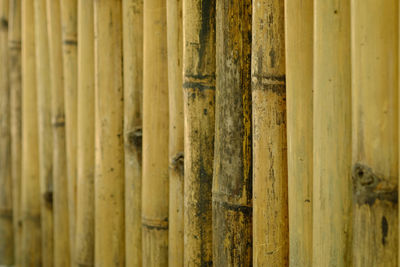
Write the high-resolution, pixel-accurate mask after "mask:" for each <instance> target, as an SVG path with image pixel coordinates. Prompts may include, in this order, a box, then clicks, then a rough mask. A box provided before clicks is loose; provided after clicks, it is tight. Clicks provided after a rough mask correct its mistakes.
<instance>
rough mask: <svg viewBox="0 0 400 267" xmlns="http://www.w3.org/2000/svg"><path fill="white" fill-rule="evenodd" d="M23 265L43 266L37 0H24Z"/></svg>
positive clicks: (21, 263)
mask: <svg viewBox="0 0 400 267" xmlns="http://www.w3.org/2000/svg"><path fill="white" fill-rule="evenodd" d="M21 11H22V13H21V14H22V42H23V44H24V45H23V46H22V180H21V192H22V207H21V216H22V238H21V246H22V248H21V250H22V253H21V258H22V259H21V265H22V266H32V267H39V266H42V252H41V250H42V249H41V247H42V246H41V229H40V199H41V198H40V181H39V147H38V116H37V104H36V98H37V97H36V66H35V65H36V63H35V27H34V25H35V20H34V8H33V1H22V6H21Z"/></svg>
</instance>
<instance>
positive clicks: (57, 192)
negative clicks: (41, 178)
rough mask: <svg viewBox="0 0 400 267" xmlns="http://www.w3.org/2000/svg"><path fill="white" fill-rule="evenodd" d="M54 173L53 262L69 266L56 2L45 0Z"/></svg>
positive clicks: (63, 95) (58, 43) (65, 146)
mask: <svg viewBox="0 0 400 267" xmlns="http://www.w3.org/2000/svg"><path fill="white" fill-rule="evenodd" d="M47 23H48V24H47V26H48V40H49V62H50V80H51V95H53V96H54V97H52V99H51V122H52V134H53V177H54V180H53V182H54V201H53V202H54V237H55V238H54V266H70V262H71V260H70V246H69V221H68V180H67V166H66V163H67V154H66V142H65V114H64V84H63V64H62V46H61V24H60V2H59V1H54V0H47Z"/></svg>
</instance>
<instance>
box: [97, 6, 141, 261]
mask: <svg viewBox="0 0 400 267" xmlns="http://www.w3.org/2000/svg"><path fill="white" fill-rule="evenodd" d="M121 13H122V8H121V1H120V0H118V1H112V0H96V1H95V2H94V21H95V26H94V27H95V36H96V38H95V114H96V115H95V116H96V120H95V125H96V131H95V135H96V138H95V151H96V154H95V161H96V163H95V164H96V166H95V211H96V212H95V236H96V238H95V263H96V266H99V267H101V266H107V267H109V266H124V265H125V238H124V234H125V224H124V218H125V214H124V199H125V197H124V151H123V149H124V147H123V144H124V143H123V88H122V14H121ZM145 266H146V265H145Z"/></svg>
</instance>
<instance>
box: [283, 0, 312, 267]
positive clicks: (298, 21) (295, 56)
mask: <svg viewBox="0 0 400 267" xmlns="http://www.w3.org/2000/svg"><path fill="white" fill-rule="evenodd" d="M313 18H314V17H313V0H305V1H304V0H286V1H285V19H286V23H285V33H286V40H285V43H286V94H287V139H288V140H287V143H288V185H289V186H288V189H289V197H288V200H289V263H290V266H299V267H300V266H312V227H313V225H312V190H313V187H312V186H313V174H312V170H313V169H312V168H313V165H312V159H313V115H312V114H313V95H312V94H313V91H312V90H313V82H312V81H313Z"/></svg>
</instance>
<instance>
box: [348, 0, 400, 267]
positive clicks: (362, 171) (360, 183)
mask: <svg viewBox="0 0 400 267" xmlns="http://www.w3.org/2000/svg"><path fill="white" fill-rule="evenodd" d="M398 9H399V2H398V1H395V0H387V1H372V0H365V1H364V0H363V1H360V0H352V1H351V34H352V44H351V52H352V53H351V54H352V68H351V70H352V72H351V73H352V90H353V91H352V105H353V109H352V116H353V121H352V123H353V140H352V141H353V144H352V145H353V146H352V148H353V159H352V160H353V161H352V178H353V212H354V213H353V220H354V221H353V229H354V230H353V233H354V239H353V264H354V266H398V255H397V253H398V233H399V231H398V227H399V226H398V207H397V205H398V204H397V195H398V173H399V170H398V166H399V165H398V132H399V131H398V49H399V47H398V45H399V39H398V37H399V26H398V24H399V20H398V19H399V16H398Z"/></svg>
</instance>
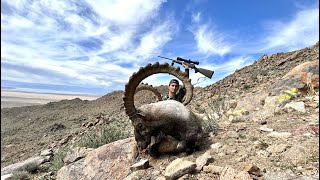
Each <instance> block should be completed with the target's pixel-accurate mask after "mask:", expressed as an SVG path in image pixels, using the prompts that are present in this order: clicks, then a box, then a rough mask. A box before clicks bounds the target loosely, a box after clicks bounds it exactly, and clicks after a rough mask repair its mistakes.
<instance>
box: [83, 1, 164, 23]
mask: <svg viewBox="0 0 320 180" xmlns="http://www.w3.org/2000/svg"><path fill="white" fill-rule="evenodd" d="M163 2H165V1H163V0H155V1H146V0H135V1H127V0H117V1H104V0H100V1H90V0H88V1H87V3H88V4H90V6H92V7H93V9H94V10H95V12H97V14H99V15H100V16H101V17H102V18H103V19H105V20H106V21H111V22H113V23H116V24H126V25H129V24H131V25H133V24H140V23H142V22H143V21H145V20H146V19H148V18H151V17H154V16H155V15H157V12H158V10H159V8H160V6H161V4H162V3H163Z"/></svg>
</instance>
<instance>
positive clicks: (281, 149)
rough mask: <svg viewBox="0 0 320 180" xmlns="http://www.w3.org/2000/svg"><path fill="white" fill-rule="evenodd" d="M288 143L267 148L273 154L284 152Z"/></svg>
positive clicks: (287, 146)
mask: <svg viewBox="0 0 320 180" xmlns="http://www.w3.org/2000/svg"><path fill="white" fill-rule="evenodd" d="M287 147H288V145H286V144H279V145H278V144H275V145H271V146H269V147H268V148H267V149H266V150H267V151H268V152H270V153H272V154H277V153H282V152H284V151H285V150H286V149H287Z"/></svg>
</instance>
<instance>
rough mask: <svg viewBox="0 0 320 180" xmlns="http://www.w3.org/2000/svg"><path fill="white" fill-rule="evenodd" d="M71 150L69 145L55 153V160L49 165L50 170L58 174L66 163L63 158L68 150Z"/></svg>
mask: <svg viewBox="0 0 320 180" xmlns="http://www.w3.org/2000/svg"><path fill="white" fill-rule="evenodd" d="M69 150H70V148H68V147H61V148H59V149H58V150H57V152H55V153H54V155H53V160H52V161H51V165H50V167H49V169H50V171H52V172H53V173H54V174H56V173H57V172H58V171H59V170H60V169H61V168H62V167H63V165H64V162H63V159H64V158H65V157H66V155H67V152H68V151H69Z"/></svg>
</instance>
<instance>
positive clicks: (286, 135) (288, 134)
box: [267, 131, 291, 138]
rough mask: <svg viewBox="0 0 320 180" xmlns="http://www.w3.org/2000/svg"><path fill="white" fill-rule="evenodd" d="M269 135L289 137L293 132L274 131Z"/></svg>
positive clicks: (270, 135) (269, 136)
mask: <svg viewBox="0 0 320 180" xmlns="http://www.w3.org/2000/svg"><path fill="white" fill-rule="evenodd" d="M267 136H268V137H275V138H288V137H290V136H291V133H289V132H276V131H273V132H271V133H269V134H267Z"/></svg>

#### Required work
Bring together all lines of the entries above in which the string "then" occurs.

#### Task result
Write the high-resolution, pixel-accurate mask after "mask:" for each <instance> target, as an SVG path with image pixel coordinates. Prompts may include, in this order, a box, then clicks, then a rough mask. A box provided before clicks is loose; provided after clicks, it is tight. Clicks provided after a rough mask correct its mistakes.
Each <instance> block should be completed with the target's pixel-accurate mask after "mask:", expressed as an SVG path in image pixels, using the prompts that are present in this order: clicks, then a box, then a rough mask. A box before clicks bounds the target loosely, a box after clicks bounds it exactly, and clicks after a rough mask repair its mistakes.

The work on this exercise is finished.